» **PROBLEM 1**
In the post on GitLab runner failures, why did the author choose Python over shell with curl?
» **PROBLEM 2**
List every job ID shown in the sample output in the post on GitLab runner failures.
» **PROBLEM 3**
Output the passage of the post on GitLab runner failures from "Finding runners with" up to and including "find failed jobs.".

» **TEXT TO READ**

• • • •

Identifying Gitlab runner failures using v4 API calls
Recently I was asked to look into a number of pipeline failures in Gitlab-CI. Specifically, we were interested in discovering how many jobs were failing due to runner system failures, ie. not for reason of the actual job script failing. Those runner failures comprise a number of failure modes including DNS resolution failures.
Gitlab runners can be polled for failures using the API in a programmatic way. This serves as an information collection mechanism for further reporting and metric aggregation. We can do this using a simple script, either in python (using the python-gitlab package) or in shell using curl. I chose to use python in this case because it is easier to manipulate the returned data directly.
Finding runners with failed jobs
We can find runner failures by simply polling all the runners that are accessible to the identity associated with the supplied token. This is a bit more efficient than the ‘standard’ way which involves making requests against all groups and then all projects in each group to find failed jobs.
The following is a simple demonstration of using the runners endpoint to accomplish this:
#!/usr/bin/env python3
import os
import gitlab
def get_runner_failures(gitlab_obj):
system_failures = []
for runner_it in gitlab_obj.runners_all.list(get_all=True):
runner_id = runner_it.id # id of the runner
runner = gitlab_obj.runners.get(runner_id) # get runner object for inspection
# check all the jobs associated with the runner for failures
# get the job ids for jobs that failed due to runner system failure
runner_failures = [
(runner_id, job_it.id)
for job_it in runner.jobs.list(get_all=True, status="failed")
if job_it.failure_reason == "runner_system_failure"
]
if runner_failures != []:
system_failures += runner_failures
# list of (runner_id, job_id) where failure reason was runner failure
return system_failures
def main():
gitlab_obj = gitlab.Gitlab(
os.getenv("GITLAB_API"), private_token=os.getenv("GITLAB_API_TOKEN")
)
system_failures = get_runner_failures(gitlab_obj)
print(f"Gitlab runner system failures: {len(system_failures)}")
print(f"{system_failures}")
if __name__ == "__main__":
main()
And this will print something like:
Gitlab runner system failures: 6
[(5, 540), (5, 554), (5, 555), (5, 556), (5, 570), (5, 571)]
where the list contains elements consisting of:
- the identity of the runner
- the identity of the job that failed
Accessing job logs for failed jobs
We would like to know more about these failed jobs. For example, some of these might have failed due to DNS errors. Unfortunately to be able to know more about these failed jobs we would need to access the logs and the Gitlab API does not expose job logs at this surface. Instead this is only accessible at the projects
endpoint (because jobs are associated to projects and pipelines). The jobs api endpoint specifies the following for accessing job logs:
GET /projects/:id/jobs/:job_id/trace
This means that we necessarily need to first make requests to obtain all the project objects using the projects endpoint.
#!/usr/bin/env python3
import os
import logging
import gitlab
logging.basicConfig(filename="runner-failures.log", level=logging.INFO)

• • • •

» **RECORDS**
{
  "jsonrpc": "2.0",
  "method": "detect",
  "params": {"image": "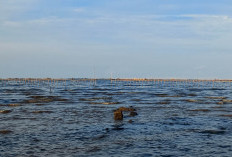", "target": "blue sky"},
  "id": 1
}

[0,0,232,79]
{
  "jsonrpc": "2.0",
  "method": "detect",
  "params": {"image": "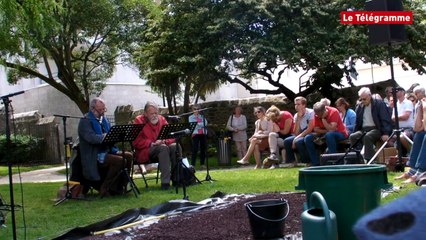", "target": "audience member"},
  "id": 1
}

[349,87,392,161]
[383,86,393,107]
[133,101,180,190]
[226,106,247,159]
[314,102,348,153]
[320,98,331,106]
[392,87,414,153]
[266,105,294,162]
[395,86,426,183]
[406,90,417,112]
[237,106,273,169]
[78,98,132,197]
[188,104,207,169]
[284,97,314,163]
[336,97,356,134]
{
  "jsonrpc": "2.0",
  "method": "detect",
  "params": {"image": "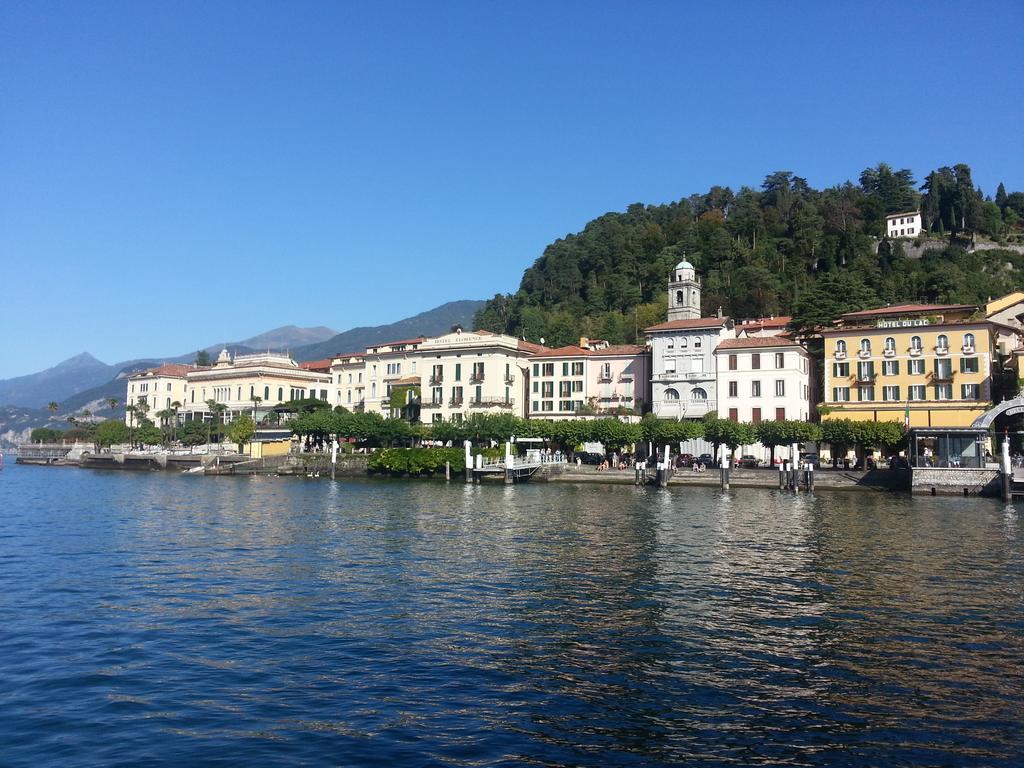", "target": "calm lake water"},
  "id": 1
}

[0,464,1024,766]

• • • •

» **WRITTEN REPLY 1**
Python makes it easier to manipulate the returned data directly.

» **WRITTEN REPLY 2**
540, 554, 555, 556, 570, 571

» **WRITTEN REPLY 3**
Finding runners with failed jobs
We can find runner failures by simply polling all the runners that are accessible to the identity associated with the supplied token. This is a bit more efficient than the ‘standard’ way which involves making requests against all groups and then all projects in each group to find failed jobs.